* Extrait de page:
La lutte contre les paradis fiscaux est essentielle. C’est une clé pour construire davantage de justice fiscale. Longtemps, les riches contribuables, les grosses entreprises, les gouvernements de droite ont résisté. Et continueront à le faire. Car les paradis fiscaux leur sont bien utiles pour pratiquer la fraude ou l’évasion et échapper à l’impôt dont ils devraient s’acquitter. Mais la crise dans laquelle s’enlisent les pays industrialisés est une opportunité. Car sous la pression des citoyens et devant la nécessité de rétablir l’équilibre des finances publiques, les lignes pourraient bouger.

Les mots ne sont jamais neutres. Souvent, ils sont l’instrument de formes sournoises de propagande. L’expression de « paradis fiscal » est peu questionnée. Elle fait référence. Pourtant, il est légitime de se demander ce qu’il y a de paradisiaque à ne pas payer d’impôt. N’est-il pas le prix de la civilisation, du vivre ensemble ? Peut-on qualifier de paradis un espace où les plus fortunés laissent à d’autres le soin de financer les services collectifs et la solidarité ?
L’expression « paradis fiscal » étant une sorte d’appellation contrôlée, nous l’utiliserons comme telle dans la suite de cet article. Les paradis fiscaux sont régulièrement au menu des travaux des principaux pays qui se réunissent périodiquement au sein d’un groupe appelé le « G20 ». Cela a particulièrement été le cas après la débâcle qui a failli emporter la plupart des établissements financiers des pays industrialisés après le déclenchement en 2007 de la crise dite des « subprimes » 1 aux États-Unis. Avec au-delà des effets d’annonce, peu de résultats comme nous le montrerons plus loin. Mais quelle est la définition d’un paradis fiscal ?

Différents critères non cumulatifs

Est considéré comme « paradis fiscal » un territoire qui présente, de manière non nécessairement cumulée, les cinq critères suivants :
1) Il pratique l’opacité, via notamment un mécanisme tel que le secret bancaire.
2) Il offre des facilités qui permettent de créer des sociétés-écrans, sans obligation d’avoir une activité réelle sur le territoire.
3) Il propose une fiscalité très basse ou nulle pour les non-résidents.
4) Il ne coopère pas avec les administrations fiscales ou judiciaires des autres pays.
5) Il propose des mécanismes de régulation financière faibles, voire inexistants.
Certains paradis fiscaux sont bien connus. La Suisse, par exemple, n’est pas réputée que pour la beauté de ses paysages alpins. Elle dispose d’un secteur financier hypertrophié qui s’appuie sur une disposition législative qui stipule que tout employé de banque qui livre des informations sur l’identité de ses clients, nationaux ou étrangers, est punissable pénalement. Cette loi datant de 1934 a été copiée par d’autres territoires, du Liechtenstein aux îles Bahamas.

* Données:

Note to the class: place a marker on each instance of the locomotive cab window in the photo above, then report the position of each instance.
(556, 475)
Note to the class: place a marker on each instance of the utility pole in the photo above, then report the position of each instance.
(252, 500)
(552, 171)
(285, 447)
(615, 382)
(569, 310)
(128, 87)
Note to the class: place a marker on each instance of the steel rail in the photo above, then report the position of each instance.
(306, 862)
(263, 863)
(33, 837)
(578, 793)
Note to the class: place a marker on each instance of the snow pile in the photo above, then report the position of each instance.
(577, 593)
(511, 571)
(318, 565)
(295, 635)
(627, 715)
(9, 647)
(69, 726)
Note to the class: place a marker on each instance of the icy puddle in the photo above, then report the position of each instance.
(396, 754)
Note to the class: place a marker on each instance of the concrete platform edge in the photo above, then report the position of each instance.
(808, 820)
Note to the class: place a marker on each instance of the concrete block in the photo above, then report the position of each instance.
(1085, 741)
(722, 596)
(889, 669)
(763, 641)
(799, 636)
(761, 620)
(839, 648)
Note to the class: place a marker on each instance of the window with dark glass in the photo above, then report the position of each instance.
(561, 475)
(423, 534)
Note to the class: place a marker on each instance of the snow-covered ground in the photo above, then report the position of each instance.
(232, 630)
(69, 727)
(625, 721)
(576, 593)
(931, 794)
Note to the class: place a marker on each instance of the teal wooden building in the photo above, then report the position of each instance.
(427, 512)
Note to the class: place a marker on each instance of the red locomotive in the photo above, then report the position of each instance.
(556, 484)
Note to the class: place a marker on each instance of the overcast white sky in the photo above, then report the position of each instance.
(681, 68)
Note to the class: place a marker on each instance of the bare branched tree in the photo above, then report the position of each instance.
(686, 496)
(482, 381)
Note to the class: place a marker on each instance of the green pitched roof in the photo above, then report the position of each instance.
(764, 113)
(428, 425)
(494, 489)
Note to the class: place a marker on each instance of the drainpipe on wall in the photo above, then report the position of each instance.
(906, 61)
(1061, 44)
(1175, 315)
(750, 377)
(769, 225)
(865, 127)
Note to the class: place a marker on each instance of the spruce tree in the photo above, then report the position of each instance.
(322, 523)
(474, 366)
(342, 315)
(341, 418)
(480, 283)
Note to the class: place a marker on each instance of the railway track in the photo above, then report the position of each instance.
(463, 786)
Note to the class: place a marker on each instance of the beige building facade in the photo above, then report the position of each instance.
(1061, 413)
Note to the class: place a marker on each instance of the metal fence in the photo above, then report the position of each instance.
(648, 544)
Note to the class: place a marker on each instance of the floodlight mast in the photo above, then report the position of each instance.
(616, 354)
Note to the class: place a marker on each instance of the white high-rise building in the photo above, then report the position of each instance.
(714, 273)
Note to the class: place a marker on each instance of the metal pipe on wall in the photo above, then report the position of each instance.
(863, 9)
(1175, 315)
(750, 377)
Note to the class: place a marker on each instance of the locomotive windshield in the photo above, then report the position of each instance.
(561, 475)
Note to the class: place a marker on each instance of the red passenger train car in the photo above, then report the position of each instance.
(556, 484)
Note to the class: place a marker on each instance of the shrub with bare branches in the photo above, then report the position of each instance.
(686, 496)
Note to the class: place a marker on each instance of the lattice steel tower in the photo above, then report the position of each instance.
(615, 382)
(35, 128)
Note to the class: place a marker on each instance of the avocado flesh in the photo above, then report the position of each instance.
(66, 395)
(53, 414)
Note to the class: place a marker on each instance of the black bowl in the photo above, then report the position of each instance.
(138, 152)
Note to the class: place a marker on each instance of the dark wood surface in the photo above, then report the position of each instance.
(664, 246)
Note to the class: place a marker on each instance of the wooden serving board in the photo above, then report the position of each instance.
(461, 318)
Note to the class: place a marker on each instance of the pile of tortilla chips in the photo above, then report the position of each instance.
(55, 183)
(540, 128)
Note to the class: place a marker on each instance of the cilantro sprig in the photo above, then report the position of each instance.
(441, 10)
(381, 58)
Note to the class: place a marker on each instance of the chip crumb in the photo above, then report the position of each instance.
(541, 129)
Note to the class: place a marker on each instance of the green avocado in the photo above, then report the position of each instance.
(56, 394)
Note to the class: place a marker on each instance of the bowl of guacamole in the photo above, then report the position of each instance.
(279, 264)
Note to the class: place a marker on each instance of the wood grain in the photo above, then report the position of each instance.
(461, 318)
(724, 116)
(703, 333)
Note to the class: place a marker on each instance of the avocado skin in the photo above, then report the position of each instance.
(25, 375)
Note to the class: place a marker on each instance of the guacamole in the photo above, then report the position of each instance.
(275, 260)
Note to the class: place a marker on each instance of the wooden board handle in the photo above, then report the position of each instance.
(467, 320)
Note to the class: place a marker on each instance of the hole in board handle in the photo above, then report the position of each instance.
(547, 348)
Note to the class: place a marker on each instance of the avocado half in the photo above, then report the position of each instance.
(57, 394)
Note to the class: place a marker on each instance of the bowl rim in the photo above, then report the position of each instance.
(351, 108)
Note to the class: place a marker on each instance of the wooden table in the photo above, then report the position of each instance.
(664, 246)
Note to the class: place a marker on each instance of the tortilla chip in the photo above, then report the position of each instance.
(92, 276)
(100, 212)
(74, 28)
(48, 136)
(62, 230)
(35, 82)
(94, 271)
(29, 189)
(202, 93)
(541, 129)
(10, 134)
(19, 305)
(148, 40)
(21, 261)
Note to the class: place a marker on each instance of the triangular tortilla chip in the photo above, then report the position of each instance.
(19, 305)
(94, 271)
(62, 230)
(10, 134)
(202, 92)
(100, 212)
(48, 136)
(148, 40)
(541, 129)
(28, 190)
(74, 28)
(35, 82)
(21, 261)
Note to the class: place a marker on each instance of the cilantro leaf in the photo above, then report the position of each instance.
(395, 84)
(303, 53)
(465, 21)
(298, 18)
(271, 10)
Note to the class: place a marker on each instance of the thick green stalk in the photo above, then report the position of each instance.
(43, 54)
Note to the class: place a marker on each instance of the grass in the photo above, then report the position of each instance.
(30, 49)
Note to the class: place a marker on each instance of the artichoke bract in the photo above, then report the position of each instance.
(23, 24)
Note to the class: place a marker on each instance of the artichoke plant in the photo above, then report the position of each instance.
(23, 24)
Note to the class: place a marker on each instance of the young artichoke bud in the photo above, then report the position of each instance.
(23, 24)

* Consigne: Continuez l'article sur les paradis fiscaux à la suite de sa dernière phrase.

* Réponse:
Pour autant, la Belgique n’a pas de leçon à donner. Le secret bancaire reste par exemple une réalité. En outre, l’absence d’un impôt sur la fortune et sur la plupart des plus-values, de même que certains dispositifs en matière d’imposition des sociétés, tels les intérêts notionnels, attirent sur le territoire national des entreprises et des individus fortunés 2. Pour certains publics, la Belgique est un véritable paradis fiscal 3. Comme le met en évidence Christian Chavagneux, rédacteur en chef adjoint de l’excellente revue française Alternatives économiques : « Il y a en Belgique une volonté affichée d’attirer les grandes entreprises et de grandes fortunes qui veulent optimiser leur feuille d’impôt » 4.
Les paradis fiscaux sont loin d’être l’affaire des seuls narcotrafiquants ou entreprises véreuses. Une part importante de la richesse des individus les plus fortunés y est localisée, sous la forme de placements financiers. Soit selon des méthodes « à l’ancienne », via l’ouverture de comptes individuels dont l’anonymat est protégé. Soit de plus en plus via des mécanismes de sociétés-écrans qui vont récolter les super salaires, les primes de match ou autres formes de rémunération. Grâce au secret bancaire, ces riches contribuables échappent en grosse partie à l’impôt sur le revenu ou aux droits de succession. Et les exemples sont multiples d’entreprises multinationales qui ne paient pratiquement plus d’impôt via le recours à des filiales dans des paradis fiscaux.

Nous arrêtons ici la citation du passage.